**Text shown**
◆ ◆ ◆ ◆ ◆ ◆ ◆

Because the Divisia aggregates are an alternative to the conventional simple-sum aggregates, it is instructive to compare them. When constructing data in this section, the authors used an extension of the Farr and Johnson (1985) method. The Appendix present details of the construction of the Divisia monetary aggregates used here.

A Divisia monetary index is an approximation to a nonlinear utility function. Because it is an index, the level of utility is an arbitrary unit of measure; the level of the index has no particular meaning.(16) Nevertheless, because they are alternative measures of money, the Divisia and simple-sum aggregates are frequently compared to see how any analysis of the effects of monetary policy or other issues might be affected by the method of aggregation. The comparison of the levels of the simple-sum and Divisia measures is made by normalizing both measures so that they equal 100 at some point in the series, usually the first observation.(17) Comparisons of the levels and growth rates of the Divisia and simple-sum measures are presented in figures 1-5 for four monetary aggregates, M1A, M1, M2 and M3, and for total liquid assets, L.(18) The figures have two scales. The left-hand scale indicates the growth rate, and the right-hand scale indicates the level of the series. Both indexes equal 100 in January 1960.

◆ ◆ ◆ ◆ ◆ ◆ ◆

**Record extracts**

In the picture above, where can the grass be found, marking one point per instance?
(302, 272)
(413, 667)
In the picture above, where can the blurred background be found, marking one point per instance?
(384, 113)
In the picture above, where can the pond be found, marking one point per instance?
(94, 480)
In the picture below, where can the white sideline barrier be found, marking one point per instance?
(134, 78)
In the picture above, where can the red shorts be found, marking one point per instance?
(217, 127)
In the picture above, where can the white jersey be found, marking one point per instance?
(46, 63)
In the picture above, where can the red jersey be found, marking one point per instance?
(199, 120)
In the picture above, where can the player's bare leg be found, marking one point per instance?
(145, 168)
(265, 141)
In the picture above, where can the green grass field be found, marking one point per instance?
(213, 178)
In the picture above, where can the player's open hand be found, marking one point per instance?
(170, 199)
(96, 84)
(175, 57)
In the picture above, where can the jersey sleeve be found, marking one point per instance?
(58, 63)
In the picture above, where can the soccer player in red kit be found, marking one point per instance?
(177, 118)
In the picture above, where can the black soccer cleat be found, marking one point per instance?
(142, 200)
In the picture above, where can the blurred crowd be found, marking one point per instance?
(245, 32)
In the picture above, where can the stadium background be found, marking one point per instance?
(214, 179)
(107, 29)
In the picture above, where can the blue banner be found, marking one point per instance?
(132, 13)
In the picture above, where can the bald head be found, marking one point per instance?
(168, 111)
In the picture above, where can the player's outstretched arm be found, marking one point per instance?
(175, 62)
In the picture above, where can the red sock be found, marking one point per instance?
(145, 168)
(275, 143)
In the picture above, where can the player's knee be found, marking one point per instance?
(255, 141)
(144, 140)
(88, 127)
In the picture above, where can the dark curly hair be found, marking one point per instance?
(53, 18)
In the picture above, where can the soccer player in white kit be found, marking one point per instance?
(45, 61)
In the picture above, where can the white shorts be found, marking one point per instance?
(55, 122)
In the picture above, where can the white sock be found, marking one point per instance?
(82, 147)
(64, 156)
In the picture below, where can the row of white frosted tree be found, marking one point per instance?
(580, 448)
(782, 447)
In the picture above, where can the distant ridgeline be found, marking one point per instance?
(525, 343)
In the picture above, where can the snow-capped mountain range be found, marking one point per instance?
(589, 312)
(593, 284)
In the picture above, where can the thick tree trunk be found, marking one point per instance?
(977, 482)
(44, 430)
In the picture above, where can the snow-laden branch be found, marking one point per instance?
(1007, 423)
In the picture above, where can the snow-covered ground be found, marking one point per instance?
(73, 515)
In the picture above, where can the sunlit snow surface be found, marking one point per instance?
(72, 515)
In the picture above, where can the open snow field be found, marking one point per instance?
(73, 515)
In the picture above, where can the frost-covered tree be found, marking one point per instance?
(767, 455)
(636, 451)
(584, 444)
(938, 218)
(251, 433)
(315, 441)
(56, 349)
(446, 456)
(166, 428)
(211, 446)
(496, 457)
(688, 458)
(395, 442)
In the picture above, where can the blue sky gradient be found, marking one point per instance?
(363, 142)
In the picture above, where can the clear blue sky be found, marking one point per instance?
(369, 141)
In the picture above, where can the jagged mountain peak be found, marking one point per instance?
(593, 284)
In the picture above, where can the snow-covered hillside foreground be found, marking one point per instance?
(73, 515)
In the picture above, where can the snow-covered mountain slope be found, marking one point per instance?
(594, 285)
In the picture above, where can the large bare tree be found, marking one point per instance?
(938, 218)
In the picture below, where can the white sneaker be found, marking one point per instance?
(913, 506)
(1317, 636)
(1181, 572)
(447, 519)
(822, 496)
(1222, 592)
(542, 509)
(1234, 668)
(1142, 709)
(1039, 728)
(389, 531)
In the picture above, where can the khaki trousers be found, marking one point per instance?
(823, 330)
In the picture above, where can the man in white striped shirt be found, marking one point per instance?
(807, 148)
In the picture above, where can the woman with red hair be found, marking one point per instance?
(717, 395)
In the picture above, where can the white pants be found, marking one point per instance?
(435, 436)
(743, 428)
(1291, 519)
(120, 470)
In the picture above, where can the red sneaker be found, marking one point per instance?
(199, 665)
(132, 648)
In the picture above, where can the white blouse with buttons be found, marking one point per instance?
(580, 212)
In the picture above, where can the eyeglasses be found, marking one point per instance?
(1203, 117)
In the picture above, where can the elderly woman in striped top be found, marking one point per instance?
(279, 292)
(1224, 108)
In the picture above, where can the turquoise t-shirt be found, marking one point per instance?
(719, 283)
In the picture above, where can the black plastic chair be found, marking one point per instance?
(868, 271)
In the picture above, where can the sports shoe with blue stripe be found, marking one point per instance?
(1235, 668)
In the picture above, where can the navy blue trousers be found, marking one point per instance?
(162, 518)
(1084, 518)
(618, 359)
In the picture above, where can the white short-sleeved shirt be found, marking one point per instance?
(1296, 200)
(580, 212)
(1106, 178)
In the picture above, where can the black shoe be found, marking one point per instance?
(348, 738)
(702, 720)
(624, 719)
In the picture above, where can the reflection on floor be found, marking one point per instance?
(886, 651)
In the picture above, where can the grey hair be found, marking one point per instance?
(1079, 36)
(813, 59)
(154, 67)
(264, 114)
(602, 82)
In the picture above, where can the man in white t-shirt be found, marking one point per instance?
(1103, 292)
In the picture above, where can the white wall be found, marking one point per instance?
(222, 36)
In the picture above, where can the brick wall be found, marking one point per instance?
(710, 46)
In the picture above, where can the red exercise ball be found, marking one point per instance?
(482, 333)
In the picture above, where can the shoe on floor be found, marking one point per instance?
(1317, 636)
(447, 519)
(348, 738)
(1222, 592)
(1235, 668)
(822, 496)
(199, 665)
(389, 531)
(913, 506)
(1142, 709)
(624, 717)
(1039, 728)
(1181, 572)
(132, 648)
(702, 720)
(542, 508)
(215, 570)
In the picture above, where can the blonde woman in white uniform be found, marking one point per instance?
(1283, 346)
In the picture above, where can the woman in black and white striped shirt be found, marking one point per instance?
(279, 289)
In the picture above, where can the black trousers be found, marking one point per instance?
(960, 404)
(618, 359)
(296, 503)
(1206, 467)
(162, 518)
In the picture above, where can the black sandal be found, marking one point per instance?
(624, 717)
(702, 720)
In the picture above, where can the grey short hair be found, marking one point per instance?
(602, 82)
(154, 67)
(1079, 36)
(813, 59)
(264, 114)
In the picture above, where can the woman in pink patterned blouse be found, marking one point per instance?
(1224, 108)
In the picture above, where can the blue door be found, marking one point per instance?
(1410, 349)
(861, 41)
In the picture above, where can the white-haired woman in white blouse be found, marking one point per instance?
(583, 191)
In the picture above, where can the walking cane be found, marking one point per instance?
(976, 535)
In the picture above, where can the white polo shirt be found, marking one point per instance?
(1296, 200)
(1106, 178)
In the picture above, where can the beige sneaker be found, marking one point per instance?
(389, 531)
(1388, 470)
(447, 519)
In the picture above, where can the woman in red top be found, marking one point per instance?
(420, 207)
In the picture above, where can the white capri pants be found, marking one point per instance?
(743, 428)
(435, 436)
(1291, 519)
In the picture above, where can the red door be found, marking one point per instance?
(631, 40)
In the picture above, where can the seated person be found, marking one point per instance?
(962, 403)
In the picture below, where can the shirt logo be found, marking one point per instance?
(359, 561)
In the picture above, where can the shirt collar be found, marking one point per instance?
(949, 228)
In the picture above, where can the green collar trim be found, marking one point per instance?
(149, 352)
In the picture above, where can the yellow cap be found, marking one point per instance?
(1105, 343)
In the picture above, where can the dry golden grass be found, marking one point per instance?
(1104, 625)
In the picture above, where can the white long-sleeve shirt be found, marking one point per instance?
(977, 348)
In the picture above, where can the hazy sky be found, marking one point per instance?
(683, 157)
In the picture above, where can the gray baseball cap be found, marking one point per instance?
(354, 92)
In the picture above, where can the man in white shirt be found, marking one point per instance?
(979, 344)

◆ ◆ ◆ ◆ ◆ ◆ ◆

**Written tasks**
1. In the text on Divisia monetary aggregates, what do the left-hand and right-hand scales of the figures indicate?
2. Return every line of the records that contains the word "mountain". Case counts.

**Solution list**
1. The left-hand scale indicates the growth rate, and the right-hand scale indicates the level of the series.

2.
In the picture above, where can the snow-capped mountain range be found, marking one point per instance?
In the picture above, where can the jagged mountain peak be found, marking one point per instance?
In the picture above, where can the snow-covered mountain slope be found, marking one point per instance?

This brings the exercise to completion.